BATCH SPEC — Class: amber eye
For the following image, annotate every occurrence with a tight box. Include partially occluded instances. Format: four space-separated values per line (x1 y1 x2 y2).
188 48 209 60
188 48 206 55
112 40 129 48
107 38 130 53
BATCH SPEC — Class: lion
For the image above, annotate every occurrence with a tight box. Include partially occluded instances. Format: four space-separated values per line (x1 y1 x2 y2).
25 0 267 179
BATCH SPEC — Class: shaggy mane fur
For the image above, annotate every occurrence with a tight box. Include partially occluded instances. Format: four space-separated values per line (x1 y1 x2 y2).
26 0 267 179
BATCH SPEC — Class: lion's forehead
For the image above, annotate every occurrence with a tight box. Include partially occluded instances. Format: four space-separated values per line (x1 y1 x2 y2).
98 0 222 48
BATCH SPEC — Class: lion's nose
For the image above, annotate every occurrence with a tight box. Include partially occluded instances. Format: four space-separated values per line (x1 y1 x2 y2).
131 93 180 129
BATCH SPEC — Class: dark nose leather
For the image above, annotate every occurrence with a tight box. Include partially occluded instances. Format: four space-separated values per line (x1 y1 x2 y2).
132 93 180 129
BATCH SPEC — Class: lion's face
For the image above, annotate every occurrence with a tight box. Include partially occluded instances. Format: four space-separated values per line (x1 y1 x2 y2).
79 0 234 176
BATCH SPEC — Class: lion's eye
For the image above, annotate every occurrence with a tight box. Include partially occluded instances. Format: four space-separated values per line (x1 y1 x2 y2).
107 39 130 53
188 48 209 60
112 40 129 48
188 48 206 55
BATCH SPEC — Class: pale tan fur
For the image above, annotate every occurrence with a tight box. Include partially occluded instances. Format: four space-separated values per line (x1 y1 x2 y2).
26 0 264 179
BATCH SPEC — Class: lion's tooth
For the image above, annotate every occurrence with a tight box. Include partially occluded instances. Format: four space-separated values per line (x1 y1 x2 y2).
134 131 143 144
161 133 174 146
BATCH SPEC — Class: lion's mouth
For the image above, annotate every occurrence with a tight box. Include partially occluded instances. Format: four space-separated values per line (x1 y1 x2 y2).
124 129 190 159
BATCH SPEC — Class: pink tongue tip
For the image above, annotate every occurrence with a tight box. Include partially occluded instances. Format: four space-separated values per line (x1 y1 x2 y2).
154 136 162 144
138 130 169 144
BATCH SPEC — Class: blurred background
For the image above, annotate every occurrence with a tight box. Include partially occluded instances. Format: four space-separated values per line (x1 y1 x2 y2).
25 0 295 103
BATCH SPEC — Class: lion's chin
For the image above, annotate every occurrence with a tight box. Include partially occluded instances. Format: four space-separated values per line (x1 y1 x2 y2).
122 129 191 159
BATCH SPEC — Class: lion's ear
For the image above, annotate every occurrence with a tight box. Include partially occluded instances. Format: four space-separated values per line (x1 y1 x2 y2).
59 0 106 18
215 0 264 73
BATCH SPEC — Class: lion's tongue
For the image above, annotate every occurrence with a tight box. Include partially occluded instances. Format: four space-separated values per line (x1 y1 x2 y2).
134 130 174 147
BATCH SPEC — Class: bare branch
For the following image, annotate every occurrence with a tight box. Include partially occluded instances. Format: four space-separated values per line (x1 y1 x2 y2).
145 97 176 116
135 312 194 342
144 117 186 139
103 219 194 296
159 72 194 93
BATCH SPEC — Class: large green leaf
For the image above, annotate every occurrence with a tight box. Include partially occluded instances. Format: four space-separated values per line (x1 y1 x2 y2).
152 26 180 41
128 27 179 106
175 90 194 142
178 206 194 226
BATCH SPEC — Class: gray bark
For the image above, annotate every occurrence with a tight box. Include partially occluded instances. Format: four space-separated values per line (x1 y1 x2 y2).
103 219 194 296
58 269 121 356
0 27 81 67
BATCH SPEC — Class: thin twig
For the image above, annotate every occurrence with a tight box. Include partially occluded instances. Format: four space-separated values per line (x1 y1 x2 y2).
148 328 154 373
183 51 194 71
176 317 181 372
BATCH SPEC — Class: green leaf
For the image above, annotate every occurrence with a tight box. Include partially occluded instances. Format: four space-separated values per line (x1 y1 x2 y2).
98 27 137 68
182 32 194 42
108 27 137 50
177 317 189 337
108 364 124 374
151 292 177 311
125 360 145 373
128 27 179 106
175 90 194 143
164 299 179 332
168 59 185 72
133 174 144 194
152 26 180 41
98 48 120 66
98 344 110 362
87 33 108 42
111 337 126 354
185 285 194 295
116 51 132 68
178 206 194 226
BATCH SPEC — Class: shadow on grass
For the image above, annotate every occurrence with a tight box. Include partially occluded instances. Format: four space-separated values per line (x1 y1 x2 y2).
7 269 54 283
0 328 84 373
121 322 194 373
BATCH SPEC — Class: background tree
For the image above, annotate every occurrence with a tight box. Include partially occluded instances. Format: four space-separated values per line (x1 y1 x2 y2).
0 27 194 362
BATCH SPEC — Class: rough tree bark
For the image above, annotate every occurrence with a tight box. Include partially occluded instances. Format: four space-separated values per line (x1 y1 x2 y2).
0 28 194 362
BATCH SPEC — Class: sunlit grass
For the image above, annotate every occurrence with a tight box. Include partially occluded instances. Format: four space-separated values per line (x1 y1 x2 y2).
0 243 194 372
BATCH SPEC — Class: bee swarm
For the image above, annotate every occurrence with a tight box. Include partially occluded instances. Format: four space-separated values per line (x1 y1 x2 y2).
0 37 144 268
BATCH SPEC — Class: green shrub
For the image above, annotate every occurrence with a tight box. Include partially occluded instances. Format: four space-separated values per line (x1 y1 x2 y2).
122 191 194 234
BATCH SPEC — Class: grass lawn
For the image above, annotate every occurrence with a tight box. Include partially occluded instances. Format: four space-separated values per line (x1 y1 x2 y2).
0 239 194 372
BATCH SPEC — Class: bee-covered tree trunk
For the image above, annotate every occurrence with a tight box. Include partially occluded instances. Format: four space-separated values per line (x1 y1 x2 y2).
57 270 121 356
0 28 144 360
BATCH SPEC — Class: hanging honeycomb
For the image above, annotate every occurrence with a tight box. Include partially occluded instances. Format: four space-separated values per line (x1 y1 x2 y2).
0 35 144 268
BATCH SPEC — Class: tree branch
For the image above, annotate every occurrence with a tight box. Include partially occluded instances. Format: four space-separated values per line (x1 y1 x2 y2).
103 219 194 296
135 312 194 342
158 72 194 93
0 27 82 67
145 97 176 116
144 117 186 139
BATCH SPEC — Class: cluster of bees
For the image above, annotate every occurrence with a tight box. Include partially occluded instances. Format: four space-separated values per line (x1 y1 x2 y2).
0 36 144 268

________________

*TASK INSTRUCTIONS*. Reproduce all of the lines above word for word, keeping every character and line break unchanged.

*WRITTEN ANSWER*.
BATCH SPEC — Class: amber eye
For the following image, annotate every occurrence with a tight box. Include partially occluded instances. Format: four space-separated values per line (x1 y1 x2 y2).
188 48 209 60
188 48 206 55
112 40 129 48
107 38 130 53
BATCH SPEC — Class: lion
For the image above, annotate every occurrence with a tight box. Include partially occluded instances. Format: four space-separated values per line (x1 y1 x2 y2).
25 0 267 179
BATCH SPEC — Class: shaggy mane fur
For the image above, annotate every occurrence with a tight box. Include partially occluded instances. Format: four space-separated values per line (x1 y1 x2 y2).
26 0 267 179
BATCH SPEC — Class: lion's forehead
For the image above, annotate every occurrence with a tight box. Include partially occluded instances. Format: four space-separated values per line (x1 y1 x2 y2).
98 0 222 48
BATCH SPEC — Class: lion's nose
For the image above, annotate every occurrence with a tight box. Include partially occluded instances. Format: four space-separated values per line (x1 y1 x2 y2).
131 93 180 129
BATCH SPEC — Class: dark nose leather
For the image above, annotate every occurrence with a tight box. Include partially occluded instances. Format: four space-separated values per line (x1 y1 x2 y2).
132 93 180 129
BATCH SPEC — Class: lion's face
For the image above, annotate every occurrence with a tight box. Include partially occluded instances. Format: four space-separated values per line (x1 y1 x2 y2).
79 0 234 176
BATCH SPEC — Class: lion's eye
For the image above, annotate every occurrence with a tight box. Include partially occluded instances. Format: four space-separated values per line (x1 y1 x2 y2).
107 39 130 53
188 48 209 60
112 40 129 48
188 48 206 55
BATCH SPEC — Class: pale tan fur
For the image above, annotate every occurrence with a tight box. Include partially occluded instances. Format: four space-separated values per line (x1 y1 x2 y2).
26 0 264 179
BATCH SPEC — Class: lion's tooth
For the image above, annotate every occurrence with a tight box. Include partially occluded instances. Format: four space-separated values per line (x1 y1 x2 y2).
134 131 143 144
161 133 174 146
BATCH SPEC — Class: lion's mouth
For the image above, annotate every occurrence with a tight box. Include partially occluded instances. Format: four space-separated values per line (x1 y1 x2 y2).
124 129 190 159
BATCH SPEC — Class: pink tongue tip
For the image above, annotate every occurrence with a tight box. Include partially occluded instances. Format: four space-separated values per line (x1 y1 x2 y2).
154 136 162 144
138 130 169 144
BATCH SPEC — Class: blurred background
For the image above, annotate every occurrence with a tight box. Include partially occluded instances. Format: four space-separated values per line (x1 y1 x2 y2).
25 0 295 103
BATCH SPEC — Class: lion's chin
For the image above, annotate every occurrence with a tight box. Include partially occluded instances. Format: four space-separated values per line (x1 y1 x2 y2).
122 129 191 159
BATCH SPEC — Class: lion's ear
For the image above, annotate every occurrence with a tight box. Include partially occluded instances. Format: four space-separated values per line (x1 y1 x2 y2).
59 0 106 18
215 0 264 73
BATCH SPEC — Class: lion's tongue
For the image above, annotate every occurrence with a tight box. Include partially occluded instances. Format: four space-separated values per line (x1 y1 x2 y2).
134 130 174 147
BATCH SPEC — Class: bare branch
For the following image, annotate every occurrence with a tight box. Include partially occluded instances. Format: four space-separated values per line (x1 y1 x2 y2).
145 97 176 116
135 312 194 342
144 117 186 139
103 219 194 296
159 72 194 93
BATCH SPEC — Class: large green leaf
For the image above, annotate every occurrence with a tight box. Include partially occluded instances. Format: four space-separated values per line (x1 y1 x2 y2).
152 26 180 41
128 27 179 106
175 90 194 142
178 206 194 226
BATCH SPEC — Class: gray bark
For the image above, annotate every occurrence with a tight box. Include partially occluded instances. Format: four space-separated values per line (x1 y1 x2 y2).
103 219 194 296
58 269 121 356
0 27 81 67
BATCH SPEC — Class: thin twig
For the image above, annotate every occurrence with a tight box. Include partially occluded instances. Format: four space-separated values per line (x1 y1 x2 y2).
148 328 154 373
183 51 194 71
176 317 181 372
BATCH SPEC — Class: green leaf
For the image above, annotate every occurrence with a tight box. Include partially occluded instances. Format: four space-separated values per line (x1 y1 x2 y2).
98 27 137 68
182 32 194 42
108 27 137 50
177 317 189 337
108 364 124 374
151 292 177 311
125 360 145 373
128 27 179 106
175 90 194 143
164 299 179 332
168 59 185 72
133 174 144 194
152 26 180 41
98 48 120 66
98 344 110 362
87 33 108 42
111 337 126 354
185 285 194 295
116 51 132 68
178 206 194 226
BATCH SPEC — Class: shadow on grass
For the image above, annotate every occurrence with a tight box. Include partially occluded instances. Format: four space-separated values per line (x1 y1 x2 y2).
7 269 54 283
0 328 84 373
121 322 194 373
BATCH SPEC — Class: background tree
For the image above, annotate every occurrence with a tight box. Include partially occluded instances. Format: four space-separated values per line (x1 y1 x2 y2).
0 27 194 362
BATCH SPEC — Class: rough tree bark
For the image above, annotate every occurrence with a tight box. Include partially occluded instances. Format: four space-separated values per line (x1 y1 x2 y2).
0 28 194 362
BATCH SPEC — Class: sunlit grass
For the image above, annotate every occurrence with a tight box. Include partially occluded instances. Format: four space-separated values per line (x1 y1 x2 y2).
0 243 194 372
BATCH SPEC — Class: bee swarm
For the image above, annotate every occurrence with a tight box. Include partially occluded instances. Format: four space-separated values per line (x1 y1 x2 y2).
0 37 144 268
BATCH SPEC — Class: green shrub
For the image above, annotate every occurrence with a tight box. Include partially occluded instances. Format: four space-separated values per line (x1 y1 x2 y2).
122 191 194 234
BATCH SPEC — Class: grass lawn
For the image above, annotate every occurrence with a tight box. Include partially occluded instances. Format: four space-separated values per line (x1 y1 x2 y2).
0 239 194 372
BATCH SPEC — Class: bee-covered tree trunk
For the image above, annotate every occurrence with a tight box. Include partially occluded instances. Format: four space-separated values per line (x1 y1 x2 y2).
57 270 121 356
0 28 144 360
BATCH SPEC — Class: hanging honeycomb
For the image above, annotate every occurrence with a tight box. Include partially occluded instances. Format: four space-separated values per line (x1 y1 x2 y2).
0 35 144 268
BATCH SPEC — Class: tree branch
For the image above, annotate every occurrence with a tight box. Include partially occluded instances. Format: four space-separated values per line (x1 y1 x2 y2).
103 219 194 296
135 312 194 342
158 72 194 93
0 27 82 67
145 97 176 116
144 117 186 139
BATCH SPEC — Class: cluster of bees
For the image above, annotate every occurrence with a tight box. Include partially occluded instances. Format: four space-separated values per line (x1 y1 x2 y2).
0 36 144 268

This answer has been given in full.